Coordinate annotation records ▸
>> START
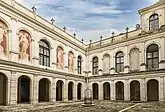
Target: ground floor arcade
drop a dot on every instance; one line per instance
(31, 89)
(145, 89)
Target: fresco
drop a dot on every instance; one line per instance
(70, 62)
(3, 39)
(60, 57)
(24, 45)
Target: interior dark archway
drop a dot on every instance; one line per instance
(106, 91)
(44, 90)
(153, 90)
(3, 89)
(70, 90)
(135, 91)
(119, 90)
(23, 94)
(59, 90)
(79, 86)
(95, 91)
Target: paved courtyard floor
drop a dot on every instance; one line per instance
(99, 106)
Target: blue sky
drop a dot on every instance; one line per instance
(90, 19)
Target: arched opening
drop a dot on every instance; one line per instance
(95, 66)
(135, 91)
(44, 53)
(106, 63)
(134, 59)
(59, 90)
(119, 90)
(3, 89)
(152, 56)
(153, 90)
(79, 86)
(23, 89)
(70, 91)
(106, 90)
(44, 90)
(120, 61)
(154, 22)
(95, 91)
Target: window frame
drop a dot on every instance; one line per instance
(79, 65)
(45, 54)
(152, 58)
(120, 63)
(95, 66)
(154, 23)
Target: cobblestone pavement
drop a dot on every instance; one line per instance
(99, 106)
(149, 107)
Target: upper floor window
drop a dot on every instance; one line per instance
(79, 60)
(95, 65)
(154, 22)
(44, 53)
(106, 63)
(152, 56)
(119, 62)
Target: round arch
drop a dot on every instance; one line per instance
(59, 90)
(44, 90)
(95, 91)
(106, 91)
(135, 90)
(23, 89)
(153, 90)
(3, 89)
(119, 90)
(70, 90)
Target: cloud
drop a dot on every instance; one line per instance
(89, 18)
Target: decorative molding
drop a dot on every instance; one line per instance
(162, 61)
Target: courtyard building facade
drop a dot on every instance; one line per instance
(40, 62)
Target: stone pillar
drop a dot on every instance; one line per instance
(161, 89)
(35, 48)
(126, 91)
(54, 90)
(53, 66)
(66, 90)
(75, 92)
(142, 57)
(100, 70)
(126, 66)
(112, 91)
(13, 91)
(143, 89)
(8, 92)
(35, 89)
(162, 54)
(100, 90)
(66, 58)
(14, 40)
(112, 65)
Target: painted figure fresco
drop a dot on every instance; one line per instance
(3, 38)
(60, 57)
(70, 62)
(24, 45)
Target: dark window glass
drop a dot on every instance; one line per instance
(79, 62)
(44, 53)
(119, 62)
(95, 65)
(154, 22)
(152, 56)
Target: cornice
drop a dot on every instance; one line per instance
(38, 23)
(17, 67)
(159, 3)
(128, 41)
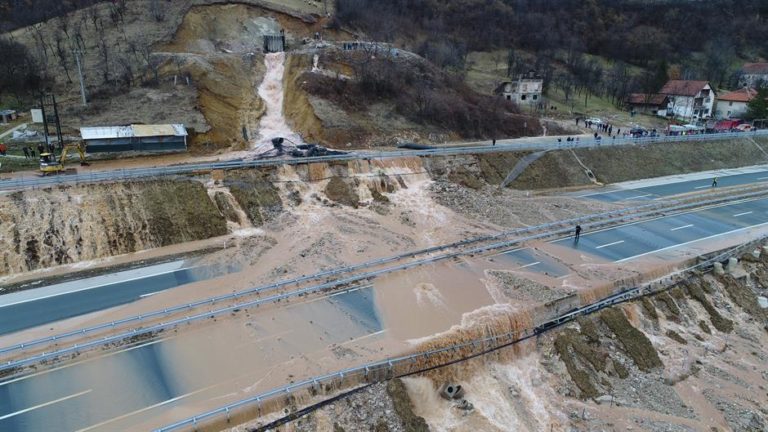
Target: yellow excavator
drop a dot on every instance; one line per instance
(49, 164)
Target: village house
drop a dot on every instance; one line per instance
(734, 104)
(653, 103)
(526, 89)
(689, 99)
(753, 75)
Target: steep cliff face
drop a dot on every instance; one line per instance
(43, 228)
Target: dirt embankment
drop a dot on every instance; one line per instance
(376, 97)
(57, 226)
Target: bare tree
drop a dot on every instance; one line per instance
(126, 77)
(63, 53)
(104, 54)
(157, 9)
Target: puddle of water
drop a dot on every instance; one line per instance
(360, 304)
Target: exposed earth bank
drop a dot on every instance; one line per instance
(687, 359)
(55, 226)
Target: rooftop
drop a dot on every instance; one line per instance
(112, 132)
(741, 95)
(755, 68)
(683, 87)
(647, 99)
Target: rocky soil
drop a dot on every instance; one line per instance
(43, 228)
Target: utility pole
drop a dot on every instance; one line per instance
(78, 53)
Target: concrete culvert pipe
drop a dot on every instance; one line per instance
(451, 391)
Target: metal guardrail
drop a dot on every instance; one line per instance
(654, 209)
(386, 368)
(165, 171)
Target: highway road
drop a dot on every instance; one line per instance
(626, 242)
(117, 391)
(34, 307)
(95, 176)
(631, 241)
(647, 193)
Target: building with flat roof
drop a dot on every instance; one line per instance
(139, 138)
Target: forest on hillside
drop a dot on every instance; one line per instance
(20, 13)
(566, 38)
(629, 30)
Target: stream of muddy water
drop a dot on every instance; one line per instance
(271, 91)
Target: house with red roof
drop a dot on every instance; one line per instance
(689, 99)
(652, 103)
(734, 104)
(753, 74)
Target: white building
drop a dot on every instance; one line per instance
(754, 74)
(734, 104)
(526, 89)
(689, 99)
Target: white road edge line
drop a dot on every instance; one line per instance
(609, 244)
(43, 405)
(639, 196)
(682, 227)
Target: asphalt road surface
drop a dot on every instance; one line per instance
(35, 307)
(669, 189)
(119, 390)
(634, 240)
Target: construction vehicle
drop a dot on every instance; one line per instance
(49, 164)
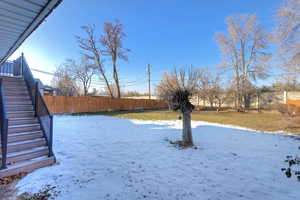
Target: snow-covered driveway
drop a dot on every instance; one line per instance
(110, 158)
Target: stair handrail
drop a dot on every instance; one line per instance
(4, 127)
(41, 109)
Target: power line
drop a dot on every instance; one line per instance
(149, 79)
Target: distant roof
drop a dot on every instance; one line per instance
(18, 19)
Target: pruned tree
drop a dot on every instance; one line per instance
(177, 88)
(245, 51)
(64, 82)
(113, 46)
(287, 36)
(90, 46)
(82, 72)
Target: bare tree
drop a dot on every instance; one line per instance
(112, 42)
(244, 49)
(64, 82)
(93, 52)
(82, 72)
(287, 36)
(177, 88)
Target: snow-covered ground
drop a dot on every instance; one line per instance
(110, 158)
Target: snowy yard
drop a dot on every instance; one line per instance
(110, 158)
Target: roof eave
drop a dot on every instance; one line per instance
(48, 8)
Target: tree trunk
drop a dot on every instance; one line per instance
(187, 128)
(116, 77)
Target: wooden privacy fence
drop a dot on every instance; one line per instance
(295, 102)
(62, 104)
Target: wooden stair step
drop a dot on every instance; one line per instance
(16, 137)
(15, 84)
(23, 128)
(14, 79)
(16, 93)
(25, 145)
(16, 98)
(27, 166)
(27, 155)
(19, 108)
(12, 114)
(18, 102)
(20, 121)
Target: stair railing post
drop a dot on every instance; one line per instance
(36, 98)
(22, 68)
(4, 127)
(50, 142)
(4, 143)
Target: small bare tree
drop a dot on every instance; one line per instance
(287, 36)
(244, 49)
(93, 52)
(177, 88)
(113, 47)
(82, 72)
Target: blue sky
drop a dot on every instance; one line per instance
(163, 33)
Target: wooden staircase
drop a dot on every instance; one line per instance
(27, 147)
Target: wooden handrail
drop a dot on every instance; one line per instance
(4, 127)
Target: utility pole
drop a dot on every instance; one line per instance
(149, 79)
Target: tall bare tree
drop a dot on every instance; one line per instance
(287, 36)
(177, 87)
(93, 52)
(245, 51)
(82, 72)
(64, 82)
(113, 46)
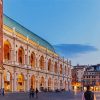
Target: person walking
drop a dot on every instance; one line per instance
(37, 93)
(88, 94)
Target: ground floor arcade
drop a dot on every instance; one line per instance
(16, 79)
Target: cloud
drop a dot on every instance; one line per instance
(73, 50)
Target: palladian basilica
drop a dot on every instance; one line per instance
(29, 60)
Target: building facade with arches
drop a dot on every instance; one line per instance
(30, 61)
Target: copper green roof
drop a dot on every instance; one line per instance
(24, 31)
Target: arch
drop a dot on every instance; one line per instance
(65, 85)
(42, 83)
(20, 82)
(61, 84)
(60, 68)
(7, 81)
(21, 55)
(49, 65)
(33, 80)
(7, 50)
(49, 84)
(55, 67)
(55, 84)
(41, 62)
(65, 69)
(32, 59)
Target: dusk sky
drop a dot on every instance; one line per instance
(71, 26)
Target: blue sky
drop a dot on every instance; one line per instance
(72, 26)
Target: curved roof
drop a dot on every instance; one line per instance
(24, 31)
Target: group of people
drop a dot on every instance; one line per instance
(2, 92)
(33, 93)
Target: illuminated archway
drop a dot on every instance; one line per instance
(41, 62)
(7, 81)
(49, 65)
(65, 85)
(7, 50)
(55, 67)
(42, 83)
(61, 84)
(20, 82)
(33, 82)
(49, 84)
(55, 84)
(21, 55)
(32, 59)
(60, 68)
(65, 70)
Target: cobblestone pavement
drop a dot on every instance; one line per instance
(46, 96)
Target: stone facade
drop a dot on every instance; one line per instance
(27, 64)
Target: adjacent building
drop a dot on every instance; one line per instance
(28, 60)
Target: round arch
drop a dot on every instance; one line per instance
(49, 84)
(55, 84)
(33, 80)
(7, 81)
(55, 67)
(21, 55)
(32, 59)
(49, 65)
(20, 82)
(42, 83)
(41, 62)
(7, 50)
(60, 68)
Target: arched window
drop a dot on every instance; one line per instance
(32, 59)
(60, 68)
(65, 70)
(49, 65)
(33, 81)
(55, 67)
(42, 62)
(21, 55)
(7, 50)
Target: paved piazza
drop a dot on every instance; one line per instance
(47, 96)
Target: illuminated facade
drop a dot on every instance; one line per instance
(77, 77)
(92, 77)
(29, 60)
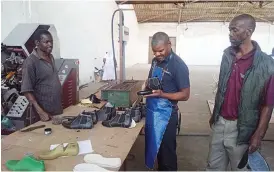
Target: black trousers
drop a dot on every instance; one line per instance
(167, 157)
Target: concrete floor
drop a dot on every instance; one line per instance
(192, 150)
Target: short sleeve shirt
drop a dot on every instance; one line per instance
(176, 76)
(41, 78)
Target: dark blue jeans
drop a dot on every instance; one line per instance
(167, 157)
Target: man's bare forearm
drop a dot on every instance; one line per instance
(33, 101)
(264, 120)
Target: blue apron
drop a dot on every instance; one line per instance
(158, 114)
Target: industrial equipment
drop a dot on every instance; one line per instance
(122, 93)
(15, 48)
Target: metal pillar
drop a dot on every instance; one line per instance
(122, 47)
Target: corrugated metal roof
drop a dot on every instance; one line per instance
(201, 10)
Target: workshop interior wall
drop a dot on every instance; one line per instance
(201, 43)
(83, 27)
(84, 31)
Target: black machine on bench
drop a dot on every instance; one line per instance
(15, 48)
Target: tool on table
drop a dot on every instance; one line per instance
(33, 128)
(48, 131)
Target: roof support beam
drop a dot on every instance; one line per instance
(181, 1)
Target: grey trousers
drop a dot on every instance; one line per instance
(223, 149)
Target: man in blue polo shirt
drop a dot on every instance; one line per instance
(161, 124)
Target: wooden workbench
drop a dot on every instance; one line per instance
(109, 142)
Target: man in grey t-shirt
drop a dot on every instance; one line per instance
(40, 81)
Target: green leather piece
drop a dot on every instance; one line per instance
(72, 149)
(27, 163)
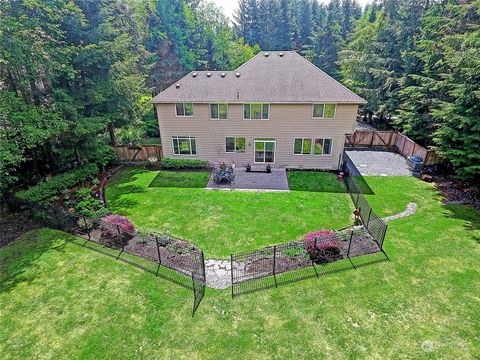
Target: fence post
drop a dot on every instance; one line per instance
(56, 217)
(313, 259)
(274, 264)
(120, 240)
(369, 213)
(159, 257)
(231, 271)
(349, 247)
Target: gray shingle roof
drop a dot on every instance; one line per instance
(289, 78)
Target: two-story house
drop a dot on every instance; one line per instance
(277, 108)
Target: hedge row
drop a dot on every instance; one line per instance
(45, 191)
(184, 164)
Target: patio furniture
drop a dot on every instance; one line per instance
(223, 176)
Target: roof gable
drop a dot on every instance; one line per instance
(274, 77)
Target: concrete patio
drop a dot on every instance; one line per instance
(256, 181)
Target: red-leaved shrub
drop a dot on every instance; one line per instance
(111, 227)
(322, 246)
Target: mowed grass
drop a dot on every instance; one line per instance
(222, 222)
(59, 300)
(181, 179)
(315, 181)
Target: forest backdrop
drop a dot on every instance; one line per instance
(77, 76)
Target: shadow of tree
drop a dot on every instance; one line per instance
(19, 260)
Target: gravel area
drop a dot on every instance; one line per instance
(380, 163)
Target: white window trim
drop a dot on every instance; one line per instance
(274, 151)
(323, 115)
(190, 139)
(254, 103)
(218, 119)
(235, 145)
(183, 104)
(323, 146)
(312, 142)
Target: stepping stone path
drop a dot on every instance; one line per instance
(218, 272)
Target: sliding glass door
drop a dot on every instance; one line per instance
(264, 150)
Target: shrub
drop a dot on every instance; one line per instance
(152, 162)
(109, 230)
(184, 164)
(322, 246)
(47, 190)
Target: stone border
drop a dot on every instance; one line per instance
(410, 210)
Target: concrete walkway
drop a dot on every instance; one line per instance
(257, 181)
(380, 163)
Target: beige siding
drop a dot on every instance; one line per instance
(287, 122)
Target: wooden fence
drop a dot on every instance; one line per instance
(125, 153)
(393, 140)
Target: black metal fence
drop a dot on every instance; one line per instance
(327, 252)
(356, 187)
(173, 259)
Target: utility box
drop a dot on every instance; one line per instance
(415, 163)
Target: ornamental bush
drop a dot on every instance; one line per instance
(110, 235)
(322, 246)
(46, 191)
(184, 164)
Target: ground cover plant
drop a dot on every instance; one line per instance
(222, 222)
(425, 299)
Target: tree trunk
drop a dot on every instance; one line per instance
(111, 131)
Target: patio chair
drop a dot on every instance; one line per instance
(232, 180)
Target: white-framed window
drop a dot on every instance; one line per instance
(234, 144)
(256, 111)
(325, 111)
(323, 146)
(302, 146)
(184, 145)
(219, 111)
(184, 109)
>> END
Task brief ▸ Everything from the line containing "Target: stepping stone path" through the final line of the listing, inclusive, must be reproduced exactly; leave out the rest.

Problem solution ▸
Target: stepping stone path
drop a dot on every instance; one line per instance
(218, 272)
Target: sliding glass door
drop a dot on every instance; one line per instance
(264, 150)
Target: shrub
drop a dot on every instance; one line per instance
(152, 162)
(109, 230)
(184, 164)
(322, 246)
(47, 190)
Target: stone border
drop a dot on every instance; one line per instance
(410, 210)
Target: concrete walkway
drop a dot on every instance; one line per instance
(257, 181)
(380, 163)
Target: beige siding
drop a dot on every instance; one line per instance
(287, 122)
Target: wooden fence
drop a dot on every instance; one line per instance
(125, 153)
(393, 140)
Target: black metal fence
drop a dot on every instance; one line per instance
(327, 252)
(356, 187)
(173, 259)
Target: utility box
drop a dot on every instance; one line per instance
(415, 163)
Target: ornamental bush
drop a dot on every instance; one line per instance
(110, 235)
(322, 246)
(46, 191)
(184, 164)
Target: ground cover plant
drop a dot on every instance; one line per instance
(222, 222)
(425, 299)
Target: tree trunk
drop a dot on every instance; one line per instance
(111, 131)
Target: patio chair
drop a dot on every instance; one line per instance
(232, 180)
Target: white-framed window
drop a dot on every instance; one line per instance
(234, 144)
(256, 111)
(325, 111)
(323, 146)
(302, 146)
(184, 145)
(219, 111)
(184, 109)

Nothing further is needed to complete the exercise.